▸ **Supplied records**:
━━━━━━━━━━━━━━━━━━━━━━━━━━━━━━
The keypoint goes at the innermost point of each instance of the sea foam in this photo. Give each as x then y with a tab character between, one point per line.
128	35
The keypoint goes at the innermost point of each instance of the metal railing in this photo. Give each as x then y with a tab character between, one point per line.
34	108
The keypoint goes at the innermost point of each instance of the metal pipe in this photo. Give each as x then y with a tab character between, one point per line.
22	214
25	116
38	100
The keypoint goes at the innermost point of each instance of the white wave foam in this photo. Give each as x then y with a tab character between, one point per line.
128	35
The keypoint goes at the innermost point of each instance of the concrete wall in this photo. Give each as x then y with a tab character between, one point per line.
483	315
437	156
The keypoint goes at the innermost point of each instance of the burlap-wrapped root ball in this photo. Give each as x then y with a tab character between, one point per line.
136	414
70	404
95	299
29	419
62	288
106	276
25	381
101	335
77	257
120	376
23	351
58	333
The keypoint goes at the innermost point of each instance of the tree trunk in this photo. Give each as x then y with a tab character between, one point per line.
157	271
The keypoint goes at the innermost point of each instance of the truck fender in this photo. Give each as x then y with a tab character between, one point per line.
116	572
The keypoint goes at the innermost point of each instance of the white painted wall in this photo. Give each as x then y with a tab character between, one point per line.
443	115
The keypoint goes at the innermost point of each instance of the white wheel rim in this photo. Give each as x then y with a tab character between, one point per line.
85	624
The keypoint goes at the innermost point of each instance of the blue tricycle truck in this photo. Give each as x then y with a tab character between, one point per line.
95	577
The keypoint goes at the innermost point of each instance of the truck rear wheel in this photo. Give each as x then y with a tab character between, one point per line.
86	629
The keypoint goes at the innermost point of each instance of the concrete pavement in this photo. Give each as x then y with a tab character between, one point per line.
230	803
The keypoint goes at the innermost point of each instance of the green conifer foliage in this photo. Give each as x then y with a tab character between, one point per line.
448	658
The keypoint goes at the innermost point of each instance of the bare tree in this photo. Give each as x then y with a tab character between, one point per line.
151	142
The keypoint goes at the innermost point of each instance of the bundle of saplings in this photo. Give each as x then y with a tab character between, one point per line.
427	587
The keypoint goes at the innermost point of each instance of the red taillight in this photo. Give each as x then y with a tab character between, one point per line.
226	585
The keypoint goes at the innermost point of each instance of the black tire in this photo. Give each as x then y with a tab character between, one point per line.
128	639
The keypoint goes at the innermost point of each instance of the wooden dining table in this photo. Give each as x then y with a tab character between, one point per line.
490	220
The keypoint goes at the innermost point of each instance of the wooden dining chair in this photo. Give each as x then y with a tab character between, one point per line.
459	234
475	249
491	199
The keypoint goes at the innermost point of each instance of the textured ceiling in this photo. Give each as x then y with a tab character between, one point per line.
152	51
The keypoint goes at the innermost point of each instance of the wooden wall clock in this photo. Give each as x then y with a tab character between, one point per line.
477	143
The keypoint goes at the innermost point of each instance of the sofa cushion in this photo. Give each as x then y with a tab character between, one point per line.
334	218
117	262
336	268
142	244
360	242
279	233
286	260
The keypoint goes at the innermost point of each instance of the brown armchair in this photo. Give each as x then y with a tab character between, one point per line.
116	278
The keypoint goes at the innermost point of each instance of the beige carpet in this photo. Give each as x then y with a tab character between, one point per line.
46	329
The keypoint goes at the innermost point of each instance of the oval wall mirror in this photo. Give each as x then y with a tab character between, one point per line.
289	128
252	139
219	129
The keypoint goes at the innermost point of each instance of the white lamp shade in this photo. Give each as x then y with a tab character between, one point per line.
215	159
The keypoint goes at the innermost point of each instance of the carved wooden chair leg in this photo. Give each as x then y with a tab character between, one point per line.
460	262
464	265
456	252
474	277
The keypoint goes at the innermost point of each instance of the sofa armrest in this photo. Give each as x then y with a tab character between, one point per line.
━━━━━━━━━━━━━━━━━━━━━━━━━━━━━━
▸ **Task statement**: Print every one of the rows above again, word for word and in the same order, changing nothing.

▸ **Correct result**:
The keypoint goes at the innermost point of each instance of the sea foam in this photo. Give each as x then y with a tab character between, one point per line.
128	35
The keypoint goes at the innermost point of each instance of the metal railing in this photo. Give each as x then y with a tab character between, one point per line.
34	108
The keypoint goes at the innermost point of each instance of the metal pipe in this photo. Give each as x then y with a tab character between, one point per line.
22	214
25	116
38	100
The keypoint goes at the innermost point of each instance of the white wave foam in this photo. Give each as x then y with a tab character between, one point per line.
128	35
The keypoint goes at the innermost point of each instance of the concrete wall in this photo. Give each as x then y with a tab character between, one point per line.
483	315
437	156
The keypoint goes at the innermost point of each instance of the burlap-wrapped root ball in this photo. Give each as x then y with a tab character between, one point per line.
136	414
70	404
95	299
29	419
62	288
106	276
25	381
101	335
77	257
120	376
23	351
58	333
The keypoint goes at the innermost point of each instance of the tree trunk in this photo. Give each as x then y with a tab character between, one point per line.
157	271
The keypoint goes at the innermost point of each instance of the truck fender in this photo. Give each as x then y with a tab character between, one point per line.
116	572
The keypoint goes at the innermost point of each instance of the white painted wall in this photo. Give each as x then y with a tab character between, one point per line.
443	115
The keypoint goes at the innermost point of each instance of the white wheel rim in this photo. Give each as x then y with a tab character between, one point per line.
85	624
The keypoint goes at the innermost point of each instance of the blue tricycle truck in this photo. Give each as x then y with a tab character between, one point per line.
95	577
The keypoint goes at the innermost point of each instance of the truck rear wheel in this photo. Give each as x then y with a tab character between, one point per line.
86	629
The keypoint goes at the innermost point of each instance of the concrete pavement in this photo. Give each as x then y with a tab character between, one point per line.
230	803
The keypoint goes at the innermost point of each instance of the green conifer foliage in this photo. Give each as x then y with a tab character between, one point per line.
448	658
The keypoint goes at the innermost point of each instance of the bare tree in this photo. Give each as x then y with a tab character between, one point per line.
151	142
The keypoint goes at the innermost point of each instance of the bundle of saplings in this photo. Give each as x then y with a tab character between, one point per line.
427	587
The keypoint goes at the innermost point of each instance of the red taillight in this photo. Give each as x then y with a tab character between, one point per line.
226	585
The keypoint goes at the innermost point of each instance of the black tire in this photo. Give each as x then y with a tab character between, one point per line.
128	639
The keypoint goes at the innermost point of each instance of the wooden dining table in this photo. Give each as x then y with a tab character between, one point per line.
490	220
The keypoint goes at the innermost point of each instance of the wooden dining chair in this photo. Give each as x then y with a tab character between, one point per line.
459	234
475	249
491	199
The keypoint goes at the innermost point of each instance of the textured ceiling in this photo. Give each as x then y with a tab character between, one point per line.
152	51
The keypoint goes at the innermost point of each instance of the wooden wall clock in this photo. Give each as x then y with a tab character between, one point per line.
477	143
The keypoint goes at the innermost point of each instance of the sofa cushion in this photo. Give each as x then y with a tab character between, one point per line.
334	218
117	262
336	268
142	244
360	242
279	233
286	260
The keypoint goes at the innermost point of each instance of the brown armchair in this photo. Give each as x then y with a tab character between, one point per line.
116	278
The keypoint goes at the innermost point of each instance of the beige carpet in this photo. Give each as x then y with a tab character between, one point per line.
46	329
The keypoint goes at the innermost point of each instance of the oval wall mirror in this photo. Give each as x then y with a tab character between, one point per line.
289	128
252	139
219	129
The keypoint goes at the innermost point of each instance of the white lamp shade in this photo. Give each as x then y with a tab character between, one point per line.
215	159
The keypoint goes at the innermost point of each instance of the carved wooden chair leg in this photo. Give each as x then y with a tab character between, one point per line.
460	262
464	265
456	252
474	277
The keypoint goes at the innermost point of each instance of the sofa armrest in this photo. Give each as x then y with a tab character between, one point per line.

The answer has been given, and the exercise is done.